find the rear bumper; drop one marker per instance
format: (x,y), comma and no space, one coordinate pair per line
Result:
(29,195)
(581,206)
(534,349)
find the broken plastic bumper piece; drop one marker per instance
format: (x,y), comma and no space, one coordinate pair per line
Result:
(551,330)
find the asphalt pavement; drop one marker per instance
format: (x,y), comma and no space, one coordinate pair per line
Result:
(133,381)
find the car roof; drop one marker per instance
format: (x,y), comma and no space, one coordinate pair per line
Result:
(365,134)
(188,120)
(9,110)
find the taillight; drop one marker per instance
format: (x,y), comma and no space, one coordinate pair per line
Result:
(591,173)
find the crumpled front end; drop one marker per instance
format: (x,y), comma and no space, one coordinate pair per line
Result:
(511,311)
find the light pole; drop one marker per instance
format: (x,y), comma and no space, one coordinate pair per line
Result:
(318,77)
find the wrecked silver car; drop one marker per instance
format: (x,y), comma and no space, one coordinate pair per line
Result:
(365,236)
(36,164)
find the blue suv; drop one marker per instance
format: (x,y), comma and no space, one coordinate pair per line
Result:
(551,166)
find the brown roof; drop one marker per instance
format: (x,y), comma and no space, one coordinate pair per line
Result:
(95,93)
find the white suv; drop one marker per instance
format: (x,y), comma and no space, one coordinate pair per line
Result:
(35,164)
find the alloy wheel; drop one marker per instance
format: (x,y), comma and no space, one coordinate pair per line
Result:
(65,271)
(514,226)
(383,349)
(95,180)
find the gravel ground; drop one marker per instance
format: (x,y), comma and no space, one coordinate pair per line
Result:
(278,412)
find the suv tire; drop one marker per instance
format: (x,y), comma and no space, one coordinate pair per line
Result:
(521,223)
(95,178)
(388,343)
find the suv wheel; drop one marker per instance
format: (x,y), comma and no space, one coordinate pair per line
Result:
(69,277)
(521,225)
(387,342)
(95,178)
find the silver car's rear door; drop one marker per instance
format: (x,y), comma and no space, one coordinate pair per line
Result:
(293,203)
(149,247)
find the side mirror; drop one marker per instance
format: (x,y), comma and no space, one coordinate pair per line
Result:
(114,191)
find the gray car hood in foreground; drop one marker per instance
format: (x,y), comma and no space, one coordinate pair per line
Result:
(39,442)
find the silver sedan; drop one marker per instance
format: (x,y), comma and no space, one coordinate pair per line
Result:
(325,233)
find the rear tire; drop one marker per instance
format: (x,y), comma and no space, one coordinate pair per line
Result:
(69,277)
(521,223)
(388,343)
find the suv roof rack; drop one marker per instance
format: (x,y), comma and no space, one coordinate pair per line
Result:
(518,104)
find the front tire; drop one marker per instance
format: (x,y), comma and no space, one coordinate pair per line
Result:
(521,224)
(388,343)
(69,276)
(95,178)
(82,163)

───

▶ Your task
Show the data once more, exactly as it was written.

▶ Task output
find the rear bumper; drop one marker per instance
format: (x,y), comma and no space, one coordinate pair per line
Result:
(29,195)
(581,206)
(534,349)
find the broken plastic bumper piece; drop one marker per instance
format: (x,y), comma and no space, one coordinate pair per line
Result:
(551,330)
find the asphalt pavement; drop one marker per instance
format: (x,y), comma and no space, one coordinate pair per line
Result:
(133,381)
find the car roof; drop one marker per instance
format: (x,y), comma and no space, one coordinate pair per line
Result:
(365,134)
(188,120)
(9,110)
find the taillight; drop one marker per instance
format: (x,y), comma and no space, one coordinate pair per line
Result:
(591,173)
find the crumpled front end; drop one marker per instance
format: (x,y), comma and no space, one coordinate pair per line
Result:
(511,311)
find the light pole; drop one marker per instance
format: (x,y), comma and no space, one coordinate pair per line
Result:
(318,77)
find the wrecked silver car; drop one marker per instance
format: (x,y), comma and no space, one coordinate pair per line
Result:
(365,236)
(36,164)
find the blue suv; drop one marker per instance
format: (x,y), comma and no space, one coordinate pair per line
Result:
(551,166)
find the brown roof; drop one marker per instance
format: (x,y), comma and no space, one coordinate pair per line
Result:
(95,93)
find the white suv; drop one marker per instance
format: (x,y), comma and no space, one coordinate pair per line
Result:
(35,164)
find the alloy wheel; drop one marker per instance
format: (x,y), comma and no space, one coordinate pair per line
Result:
(65,271)
(514,226)
(383,349)
(95,180)
find the gravel ground; drop one marker per instance
format: (x,y), comma and no space, one coordinate pair per line
Result:
(278,412)
find the suv tire; drop one marker per instance
format: (x,y), comma and no space, one coordinate pair per line
Result:
(521,223)
(95,178)
(388,343)
find the suv wheel; drop one marker per instance
format: (x,y), comma and no space, one coordinate pair per line
Result:
(69,277)
(521,225)
(387,342)
(95,178)
find the silver car's rear door; drop one marker per instance
format: (x,y), comma and no space, one coordinate pair per line
Result:
(293,203)
(149,247)
find the side mirror; drop one marker per instance
format: (x,y), comma and no space, one coordinate pair per line
Result:
(114,191)
find the gray car hood in foreground; drop one marker per instance
format: (x,y), comma and no space, one coordinate pair per line
Result:
(39,442)
find the silver sedan; drop one marker per instance
format: (x,y), comma and no space, one coordinate pair per line
Result:
(325,233)
find the rear tire; drop one marker per instance
format: (x,y), comma and no space, one coordinate pair per line
Result:
(69,277)
(521,223)
(388,343)
find the suv roof rack; drop one marker per instance
format: (x,y), comma and no space, one coordinate pair per line
Result:
(518,104)
find the front tire; drop one marker per instance
format: (x,y), comma and no space, one coordinate pair per line
Result:
(521,224)
(388,343)
(69,276)
(95,178)
(82,163)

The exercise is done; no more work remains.